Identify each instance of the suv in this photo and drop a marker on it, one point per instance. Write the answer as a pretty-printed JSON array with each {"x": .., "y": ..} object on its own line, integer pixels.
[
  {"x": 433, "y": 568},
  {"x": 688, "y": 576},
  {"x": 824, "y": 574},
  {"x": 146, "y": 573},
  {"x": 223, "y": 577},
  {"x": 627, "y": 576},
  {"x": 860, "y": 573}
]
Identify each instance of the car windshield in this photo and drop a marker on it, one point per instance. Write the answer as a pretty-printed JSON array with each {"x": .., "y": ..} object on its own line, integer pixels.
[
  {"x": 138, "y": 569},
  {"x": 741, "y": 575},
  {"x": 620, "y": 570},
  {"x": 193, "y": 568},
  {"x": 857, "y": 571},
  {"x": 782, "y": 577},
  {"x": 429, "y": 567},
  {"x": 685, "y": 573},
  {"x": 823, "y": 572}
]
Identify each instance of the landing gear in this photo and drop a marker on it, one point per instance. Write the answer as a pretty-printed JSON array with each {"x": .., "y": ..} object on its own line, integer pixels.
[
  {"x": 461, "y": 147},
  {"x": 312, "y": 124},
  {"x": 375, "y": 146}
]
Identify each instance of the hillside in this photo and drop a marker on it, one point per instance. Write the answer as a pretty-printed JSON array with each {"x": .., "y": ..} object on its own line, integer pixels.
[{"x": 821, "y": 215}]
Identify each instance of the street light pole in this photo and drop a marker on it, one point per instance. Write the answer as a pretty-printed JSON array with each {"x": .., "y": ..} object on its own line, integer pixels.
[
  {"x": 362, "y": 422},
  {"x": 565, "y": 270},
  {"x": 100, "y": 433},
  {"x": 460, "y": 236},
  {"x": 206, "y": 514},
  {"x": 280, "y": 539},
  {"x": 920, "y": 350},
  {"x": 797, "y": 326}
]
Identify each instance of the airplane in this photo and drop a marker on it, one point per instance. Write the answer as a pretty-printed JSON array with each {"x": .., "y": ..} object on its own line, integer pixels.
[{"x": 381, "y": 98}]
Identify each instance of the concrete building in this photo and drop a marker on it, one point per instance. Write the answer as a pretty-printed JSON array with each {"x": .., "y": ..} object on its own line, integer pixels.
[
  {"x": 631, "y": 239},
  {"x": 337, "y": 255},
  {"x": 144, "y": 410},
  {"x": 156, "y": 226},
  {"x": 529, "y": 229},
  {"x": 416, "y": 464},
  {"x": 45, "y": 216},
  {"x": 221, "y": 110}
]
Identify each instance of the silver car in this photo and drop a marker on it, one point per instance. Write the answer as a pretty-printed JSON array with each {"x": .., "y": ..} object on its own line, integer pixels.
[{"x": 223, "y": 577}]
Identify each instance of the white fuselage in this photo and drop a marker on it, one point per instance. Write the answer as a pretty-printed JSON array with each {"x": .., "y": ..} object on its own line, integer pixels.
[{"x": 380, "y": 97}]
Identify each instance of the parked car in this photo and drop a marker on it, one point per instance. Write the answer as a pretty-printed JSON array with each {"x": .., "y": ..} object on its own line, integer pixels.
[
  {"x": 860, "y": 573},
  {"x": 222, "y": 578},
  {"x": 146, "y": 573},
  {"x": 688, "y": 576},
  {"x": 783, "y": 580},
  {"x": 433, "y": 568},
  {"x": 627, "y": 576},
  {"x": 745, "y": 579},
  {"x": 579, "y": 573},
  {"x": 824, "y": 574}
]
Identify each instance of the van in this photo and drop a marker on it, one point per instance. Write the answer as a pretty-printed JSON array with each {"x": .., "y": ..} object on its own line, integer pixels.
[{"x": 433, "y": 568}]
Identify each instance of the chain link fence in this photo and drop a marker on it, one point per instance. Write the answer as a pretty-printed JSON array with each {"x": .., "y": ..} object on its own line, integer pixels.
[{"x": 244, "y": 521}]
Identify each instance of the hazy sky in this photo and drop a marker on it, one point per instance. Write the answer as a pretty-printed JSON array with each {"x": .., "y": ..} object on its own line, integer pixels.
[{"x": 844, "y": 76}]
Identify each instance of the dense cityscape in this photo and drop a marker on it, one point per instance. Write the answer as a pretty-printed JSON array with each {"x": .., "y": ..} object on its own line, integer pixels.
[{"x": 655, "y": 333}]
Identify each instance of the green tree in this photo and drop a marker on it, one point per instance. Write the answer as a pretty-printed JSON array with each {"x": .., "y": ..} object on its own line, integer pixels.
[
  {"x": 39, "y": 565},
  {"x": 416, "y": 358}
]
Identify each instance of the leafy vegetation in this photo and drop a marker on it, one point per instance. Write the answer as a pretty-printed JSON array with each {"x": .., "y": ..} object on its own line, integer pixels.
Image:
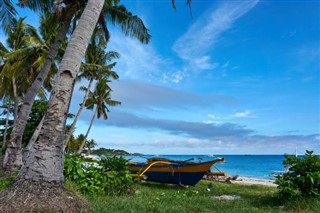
[
  {"x": 303, "y": 178},
  {"x": 104, "y": 151},
  {"x": 106, "y": 176},
  {"x": 154, "y": 197}
]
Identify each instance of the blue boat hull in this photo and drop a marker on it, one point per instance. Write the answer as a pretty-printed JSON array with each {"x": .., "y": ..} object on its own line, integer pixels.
[{"x": 181, "y": 178}]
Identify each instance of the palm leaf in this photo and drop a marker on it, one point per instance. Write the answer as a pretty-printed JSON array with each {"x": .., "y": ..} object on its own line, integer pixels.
[
  {"x": 131, "y": 25},
  {"x": 7, "y": 14}
]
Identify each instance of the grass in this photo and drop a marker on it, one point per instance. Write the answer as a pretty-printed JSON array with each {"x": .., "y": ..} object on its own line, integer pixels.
[{"x": 153, "y": 197}]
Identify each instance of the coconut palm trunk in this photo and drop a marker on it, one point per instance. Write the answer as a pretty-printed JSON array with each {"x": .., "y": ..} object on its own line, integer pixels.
[
  {"x": 33, "y": 139},
  {"x": 16, "y": 100},
  {"x": 13, "y": 156},
  {"x": 45, "y": 161},
  {"x": 87, "y": 133},
  {"x": 78, "y": 114},
  {"x": 6, "y": 125}
]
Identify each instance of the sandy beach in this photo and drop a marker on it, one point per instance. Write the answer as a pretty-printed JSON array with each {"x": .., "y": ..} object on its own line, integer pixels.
[
  {"x": 254, "y": 181},
  {"x": 245, "y": 180}
]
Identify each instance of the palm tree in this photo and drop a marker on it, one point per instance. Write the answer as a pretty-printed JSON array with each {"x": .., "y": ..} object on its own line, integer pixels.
[
  {"x": 11, "y": 163},
  {"x": 95, "y": 67},
  {"x": 22, "y": 65},
  {"x": 90, "y": 145},
  {"x": 6, "y": 105},
  {"x": 131, "y": 26},
  {"x": 99, "y": 99},
  {"x": 43, "y": 170},
  {"x": 7, "y": 14}
]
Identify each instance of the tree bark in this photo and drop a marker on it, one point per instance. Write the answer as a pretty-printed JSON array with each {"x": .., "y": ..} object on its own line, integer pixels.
[
  {"x": 45, "y": 160},
  {"x": 33, "y": 139},
  {"x": 87, "y": 133},
  {"x": 6, "y": 126},
  {"x": 16, "y": 100},
  {"x": 13, "y": 155},
  {"x": 78, "y": 114}
]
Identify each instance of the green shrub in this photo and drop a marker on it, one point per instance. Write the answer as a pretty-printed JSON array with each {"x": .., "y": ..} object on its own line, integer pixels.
[
  {"x": 302, "y": 179},
  {"x": 6, "y": 182},
  {"x": 108, "y": 175}
]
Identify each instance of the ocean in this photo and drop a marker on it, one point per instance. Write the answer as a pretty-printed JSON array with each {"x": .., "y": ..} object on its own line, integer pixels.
[{"x": 252, "y": 166}]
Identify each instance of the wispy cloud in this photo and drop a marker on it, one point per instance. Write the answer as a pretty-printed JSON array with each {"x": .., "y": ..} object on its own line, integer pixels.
[
  {"x": 242, "y": 114},
  {"x": 137, "y": 61},
  {"x": 193, "y": 46}
]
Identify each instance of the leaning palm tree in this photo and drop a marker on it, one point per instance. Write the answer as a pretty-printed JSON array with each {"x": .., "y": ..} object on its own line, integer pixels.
[
  {"x": 22, "y": 65},
  {"x": 7, "y": 14},
  {"x": 99, "y": 99},
  {"x": 43, "y": 170},
  {"x": 131, "y": 26},
  {"x": 95, "y": 66},
  {"x": 90, "y": 145}
]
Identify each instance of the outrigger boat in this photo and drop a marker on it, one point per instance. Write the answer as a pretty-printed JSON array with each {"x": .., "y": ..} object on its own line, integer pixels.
[{"x": 163, "y": 170}]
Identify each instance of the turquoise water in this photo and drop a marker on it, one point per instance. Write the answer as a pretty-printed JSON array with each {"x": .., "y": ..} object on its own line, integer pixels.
[{"x": 253, "y": 166}]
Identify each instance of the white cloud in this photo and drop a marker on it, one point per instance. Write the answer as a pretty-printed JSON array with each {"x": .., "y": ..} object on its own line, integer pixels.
[
  {"x": 243, "y": 114},
  {"x": 137, "y": 61},
  {"x": 205, "y": 32}
]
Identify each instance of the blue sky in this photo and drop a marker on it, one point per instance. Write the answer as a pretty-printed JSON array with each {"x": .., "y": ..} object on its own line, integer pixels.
[{"x": 239, "y": 77}]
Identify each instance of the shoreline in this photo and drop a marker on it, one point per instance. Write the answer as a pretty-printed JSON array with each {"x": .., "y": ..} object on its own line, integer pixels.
[{"x": 254, "y": 181}]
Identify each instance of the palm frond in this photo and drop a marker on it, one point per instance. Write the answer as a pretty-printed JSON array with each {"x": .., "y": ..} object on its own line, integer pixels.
[
  {"x": 37, "y": 5},
  {"x": 7, "y": 15},
  {"x": 131, "y": 25}
]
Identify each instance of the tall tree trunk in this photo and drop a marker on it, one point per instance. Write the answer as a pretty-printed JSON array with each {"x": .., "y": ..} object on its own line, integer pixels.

━━━━━━

### INSTRUCTIONS TO FOLLOW
Set down exactly the line with "Identify each instance of the palm frond" and each line after it up to the end of the records, adding nothing.

### ANSWER TO THIS TASK
Identify each instance of the palm frond in this photo and drop a marker on it, one point per instance. Write the answer as a pretty-printed JSON array with each {"x": .., "y": ..} object on its own line, integer pixels.
[
  {"x": 37, "y": 5},
  {"x": 7, "y": 15},
  {"x": 131, "y": 25}
]
Identify each instance of the tall tree trunk in this photo and drop a marker on it, one point per instance. Write the answer as a pretty-printed JSON array with each {"x": .., "y": ..} object on its own line, integer pixels.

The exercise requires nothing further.